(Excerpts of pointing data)
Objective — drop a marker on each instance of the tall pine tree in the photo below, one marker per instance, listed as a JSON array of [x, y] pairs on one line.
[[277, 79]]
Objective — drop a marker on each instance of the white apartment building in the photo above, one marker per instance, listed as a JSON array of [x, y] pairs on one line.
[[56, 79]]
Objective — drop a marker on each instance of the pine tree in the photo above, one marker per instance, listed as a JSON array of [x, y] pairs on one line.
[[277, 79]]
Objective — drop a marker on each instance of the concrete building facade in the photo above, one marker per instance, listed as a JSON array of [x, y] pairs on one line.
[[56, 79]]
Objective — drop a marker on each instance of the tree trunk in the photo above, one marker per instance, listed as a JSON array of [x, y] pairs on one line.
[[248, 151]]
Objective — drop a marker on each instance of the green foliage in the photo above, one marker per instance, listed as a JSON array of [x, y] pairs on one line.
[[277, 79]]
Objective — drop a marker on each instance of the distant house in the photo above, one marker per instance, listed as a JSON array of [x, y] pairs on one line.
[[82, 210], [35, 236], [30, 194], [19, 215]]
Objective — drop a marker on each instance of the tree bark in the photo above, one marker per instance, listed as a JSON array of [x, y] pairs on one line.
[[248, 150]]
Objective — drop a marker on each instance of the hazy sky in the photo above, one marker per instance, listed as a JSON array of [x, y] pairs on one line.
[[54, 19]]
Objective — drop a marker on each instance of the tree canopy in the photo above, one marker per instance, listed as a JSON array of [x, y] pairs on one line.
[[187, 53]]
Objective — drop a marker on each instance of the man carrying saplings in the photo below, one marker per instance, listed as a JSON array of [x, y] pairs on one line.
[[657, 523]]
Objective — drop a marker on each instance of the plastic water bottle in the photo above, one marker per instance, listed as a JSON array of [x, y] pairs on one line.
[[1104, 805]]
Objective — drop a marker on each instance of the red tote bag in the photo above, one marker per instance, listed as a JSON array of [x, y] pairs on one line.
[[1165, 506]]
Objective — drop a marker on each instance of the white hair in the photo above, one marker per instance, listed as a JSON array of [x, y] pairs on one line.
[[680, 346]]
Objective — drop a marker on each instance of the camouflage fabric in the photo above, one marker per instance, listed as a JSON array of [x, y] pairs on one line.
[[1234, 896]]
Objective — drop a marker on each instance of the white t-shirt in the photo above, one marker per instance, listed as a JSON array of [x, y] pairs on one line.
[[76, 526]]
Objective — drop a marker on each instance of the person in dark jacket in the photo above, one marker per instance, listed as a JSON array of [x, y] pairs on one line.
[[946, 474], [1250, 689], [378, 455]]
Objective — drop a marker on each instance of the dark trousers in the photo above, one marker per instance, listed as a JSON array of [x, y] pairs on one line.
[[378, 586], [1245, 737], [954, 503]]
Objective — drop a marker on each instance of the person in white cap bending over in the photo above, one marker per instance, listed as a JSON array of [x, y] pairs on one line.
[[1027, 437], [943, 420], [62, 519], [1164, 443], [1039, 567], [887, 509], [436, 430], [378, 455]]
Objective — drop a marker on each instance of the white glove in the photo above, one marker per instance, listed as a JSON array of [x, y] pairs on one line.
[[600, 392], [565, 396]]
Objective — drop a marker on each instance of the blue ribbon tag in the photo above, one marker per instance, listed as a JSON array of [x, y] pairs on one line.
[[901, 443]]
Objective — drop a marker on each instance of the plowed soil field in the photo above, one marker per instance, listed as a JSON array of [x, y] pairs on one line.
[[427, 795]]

### WHAT YOU HAVE TO DO
Print all of the records above again, word for word and in their original order.

### RESULT FOR THIS EXERCISE
Objective — drop a marker on each instance of the tall pine tree in the photo below, one marker per instance, listed as a JSON array of [x, y] pairs on one line.
[[277, 79]]
Objective — drop a marker on each instance of the white apartment building in the photo above, one marker per instance, listed as a JSON array of [x, y] pairs on one line.
[[56, 79]]
Objective — drop a marker on each instance of the pine tree in the photo above, one marker per instance, listed as a JSON array of [x, y] pairs on one line.
[[277, 79]]
Objective — drop a marker on each instance of the concrete building facade in the photo above, one marker per instance, listed as a JSON array of [x, y] pairs on one line.
[[56, 79]]
Objective — drop a marker on each instance of the tree trunk in the photo above, one marker per instance, listed as a JSON array of [x, y] pairs on one line.
[[248, 151]]
Objective — drop a marker on each instance of the green foliage in the photo above, one marker per instance, listed as a JSON array of [x, y] pairs on one line.
[[277, 79]]
Objective — drop a marker on each instance of the distant house in the photo above, one marker per instance, listed as a JSON array of [x, y] pairs on one line.
[[82, 210], [35, 236], [30, 194], [19, 215]]
Objective — drop a marker on each instance of the tree bark in the photo above, one marker per instance, listed as a JSON array of [x, y] pairs on one line.
[[248, 150]]
Objective — drop a marker on each instance of the hazy sky in the photo above, one marker per instance, listed as a JSON array of [x, y] pairs on one line.
[[54, 19]]
Objective — drop a marker on each instance of the tree canopy in the photo above, one marker per instance, listed as a JSON array of [x, y] pairs on one line.
[[187, 53]]
Objective — drop a marker on each instance of the man carrying saplings in the photo below, one marker per instance, listed as a JSON array of [x, y] pairs on one line.
[[657, 523]]
Objective — drop a marker on each instance of the plastic water bottle in the photo above, one marker per instance, listed as a JSON array of [x, y] pairs on one line.
[[1104, 805]]
Objective — drop a marker on each instance of the red tote bag in the photo above, one marker per instance, listed as a JSON array of [x, y] pairs on one line.
[[1165, 506]]
Objective — drop a marker on each instance of the white hair in the photo above, one marker per instance, listed as a JSON array of [x, y] pairs on one line.
[[680, 346]]
Objective — drop a marker on each instance of the camouflage fabric in the photo above, one marker per instance, listed as a JSON array of [x, y] pairs on one line.
[[1234, 896]]
Objective — drop a marker on each instance of the white t-shirt in the photo above, one marker per instance, listed as a JSON array of [x, y] pairs on one line.
[[76, 526]]
Objective — drop a marker on each instance of the person in dark jacket in the photo above, one marker per instance, listed as a JSON array of [x, y] pairs on one line.
[[946, 474], [1250, 689], [378, 455]]
Objective — drop a marker on each instance of the dark trousers in the photo above, one marker per instance, listed as a JSON array of [x, y] pairs on one line.
[[378, 586], [1245, 737], [954, 503]]
Objective — drop a marker on each instance of the person in white cap bending over in the photo above, one marker per instance, listed as a JSON array of [x, y] pairs on one line.
[[1027, 437], [943, 420], [62, 519], [1164, 443], [1039, 567], [887, 509], [436, 430], [378, 455]]
Objective — drop a marker on each instance of the white glove in the photo above, one marker per instance, listed as a JSON array of [x, y] pairs on one line.
[[600, 392], [565, 396]]
Objective — drop a marker on each instance of the blue ribbon tag in the photo above, one marker per instance, listed as a JSON array of [x, y] pairs on one line.
[[901, 443]]
Objective — drop a marker on each instance of the plowed soil field in the photo above, one marker per instance, listed as a JSON array of [x, y] pairs on one line.
[[427, 795]]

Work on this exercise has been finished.